But I have seen behind the technocracy’s curtain, and shit is dark back there.
Ireland remains an amazing place in many ways. It is totally unique — English speaking but with an innate waywardness quite at odds with repressed Anglo hang-ups so evident in the US and the UK. And that makes so much of Irish culture and Irish people hilarious and charming and down-to-earth. Its many ghosts (the colonial oppression, the crushing poverty, the religious terror meted out on its women and children) cohabit with the famous Irish wit and irreverence and they make for interesting bedfellows. It’s also mind-bogglingly beautiful. And it’s a last bastion of good childrearing in the English speaking world. Here, for the most part, kids are raised in a spirit of common sense, safety and affection.
But it seems to grow more woke by the year, and that is dismaying to me. Being a small and rather insignificant place I don’t see the culture wars that I fled from in the US becoming as furious as they are there. But, as it has done everywhere else, the progressive educational paradigm has manufactured generations of bien-pensant “liberals”, the professional managerial set, who have little to say about the destruction of their own working class and happily go along with small business-crushing pandemic restrictions, but love to virtue signal with rainbows or Palestinian flags (now Ukrainian) in their Twitter bios. I search for signs of that famous Irish rebelliousness, but I don’t see it these days.
What would WB Yeats have to say about that?
Romantic Ireland’s dead and gone
It’s with O’Leary in the grave.

## Work request 1
Reproduce the passage on Ireland between "But it seems" and "in the grave.", inclusive.
## Work request 2
According to the passage on Ireland, in what spirit are most children there raised?
## Work request 3
Extend the passage on Ireland, picking up after its final line.
The data are separate material, independent of the passage on Ireland.

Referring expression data
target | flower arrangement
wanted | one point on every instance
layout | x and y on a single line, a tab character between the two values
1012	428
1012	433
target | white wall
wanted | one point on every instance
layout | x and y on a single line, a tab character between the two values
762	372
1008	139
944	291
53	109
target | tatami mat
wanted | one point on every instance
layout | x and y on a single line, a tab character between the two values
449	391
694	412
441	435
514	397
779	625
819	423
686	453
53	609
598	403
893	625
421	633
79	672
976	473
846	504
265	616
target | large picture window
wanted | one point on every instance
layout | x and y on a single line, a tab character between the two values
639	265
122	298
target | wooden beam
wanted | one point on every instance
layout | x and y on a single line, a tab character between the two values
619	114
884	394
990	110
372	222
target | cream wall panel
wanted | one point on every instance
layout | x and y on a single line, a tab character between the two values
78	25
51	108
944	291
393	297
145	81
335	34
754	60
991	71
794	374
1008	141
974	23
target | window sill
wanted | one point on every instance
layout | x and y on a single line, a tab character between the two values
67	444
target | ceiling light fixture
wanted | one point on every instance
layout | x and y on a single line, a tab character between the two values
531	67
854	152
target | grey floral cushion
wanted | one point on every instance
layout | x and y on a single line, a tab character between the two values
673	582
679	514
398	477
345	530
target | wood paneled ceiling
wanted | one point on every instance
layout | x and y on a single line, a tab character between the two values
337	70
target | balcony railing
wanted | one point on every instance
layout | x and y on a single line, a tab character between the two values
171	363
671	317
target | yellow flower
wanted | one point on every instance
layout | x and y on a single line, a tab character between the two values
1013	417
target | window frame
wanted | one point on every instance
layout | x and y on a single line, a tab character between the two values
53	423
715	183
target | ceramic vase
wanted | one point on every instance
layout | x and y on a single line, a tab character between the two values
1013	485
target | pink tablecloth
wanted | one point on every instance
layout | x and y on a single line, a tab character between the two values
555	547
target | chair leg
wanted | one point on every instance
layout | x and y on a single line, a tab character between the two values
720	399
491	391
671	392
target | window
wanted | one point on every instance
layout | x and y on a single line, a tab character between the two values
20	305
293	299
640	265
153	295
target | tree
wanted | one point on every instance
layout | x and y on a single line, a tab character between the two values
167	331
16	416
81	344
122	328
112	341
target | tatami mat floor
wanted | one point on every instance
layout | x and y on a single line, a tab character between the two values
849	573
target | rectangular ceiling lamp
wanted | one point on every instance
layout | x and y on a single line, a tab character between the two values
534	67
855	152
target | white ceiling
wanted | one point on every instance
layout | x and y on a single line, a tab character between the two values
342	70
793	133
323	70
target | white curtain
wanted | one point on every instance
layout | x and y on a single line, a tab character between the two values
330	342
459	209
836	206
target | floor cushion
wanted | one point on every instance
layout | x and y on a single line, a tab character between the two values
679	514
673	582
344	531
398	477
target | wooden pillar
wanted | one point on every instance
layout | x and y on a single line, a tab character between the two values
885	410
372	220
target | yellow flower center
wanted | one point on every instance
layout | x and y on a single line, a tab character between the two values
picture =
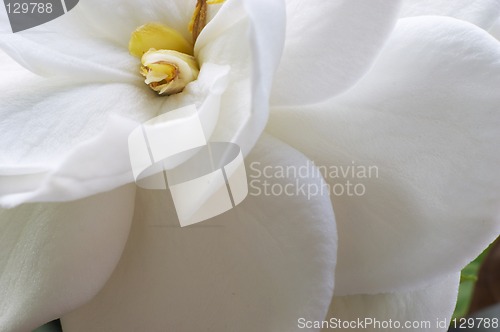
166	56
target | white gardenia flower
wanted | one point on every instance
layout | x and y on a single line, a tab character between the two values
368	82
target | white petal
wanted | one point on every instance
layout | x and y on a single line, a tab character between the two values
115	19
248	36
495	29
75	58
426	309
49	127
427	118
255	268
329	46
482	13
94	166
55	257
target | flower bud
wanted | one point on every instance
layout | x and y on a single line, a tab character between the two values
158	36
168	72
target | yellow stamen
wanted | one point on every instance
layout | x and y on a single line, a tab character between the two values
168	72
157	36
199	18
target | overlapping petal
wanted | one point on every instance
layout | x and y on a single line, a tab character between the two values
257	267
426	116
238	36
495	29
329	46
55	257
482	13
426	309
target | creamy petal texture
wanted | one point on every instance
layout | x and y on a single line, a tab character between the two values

## Answer section 1
But it seems to grow more woke by the year, and that is dismaying to me. Being a small and rather insignificant place I don’t see the culture wars that I fled from in the US becoming as furious as they are there. But, as it has done everywhere else, the progressive educational paradigm has manufactured generations of bien-pensant “liberals”, the professional managerial set, who have little to say about the destruction of their own working class and happily go along with small business-crushing pandemic restrictions, but love to virtue signal with rainbows or Palestinian flags (now Ukrainian) in their Twitter bios. I search for signs of that famous Irish rebelliousness, but I don’t see it these days.
What would WB Yeats have to say about that?
Romantic Ireland’s dead and gone
It’s with O’Leary in the grave.

## Answer section 2
In a spirit of common sense, safety and affection.

## Answer section 3
And in the spirit of the old Ireland, which I’m old enough to have vague memories of, enjoy this beautifully sad Patrick Kavanagh poem turned into a hauntingly gorgeous tune by Luke Kelly of the Dubliners.
Yes, Happy St. Patrick's Day. I have never even been to Ireland, but I think that Ireland has influenced my life in profound ways. I grew up in an Irish Catholic neighborhood in the USA in the 1950s and 1960s. Just about every kid in the neighborhood, myself included, went to Catholic schools. There were many excesses in terms of rigidity and legalism and other pathologies, but we did learn some important core truths. Later, I would learn more core truths through actually reading the Bible and focusing more on Jesus Christ and less on man-made religiosity.
These times, they are a changing... 50's and 60's in Pearl River, small houses,1 bathroom, we played in the street 'till the street lights came on...and then some, didn't know we were poor, simple life, church on Sunday [ no open stores on Sunday back then], off to Grandma's and Grandpa's to play with cousins. I'm not so sure what you saw with kids playing in the streets isn't so bad. Now WOKE, you can blame the ACLU and LBJ's Great Society for that.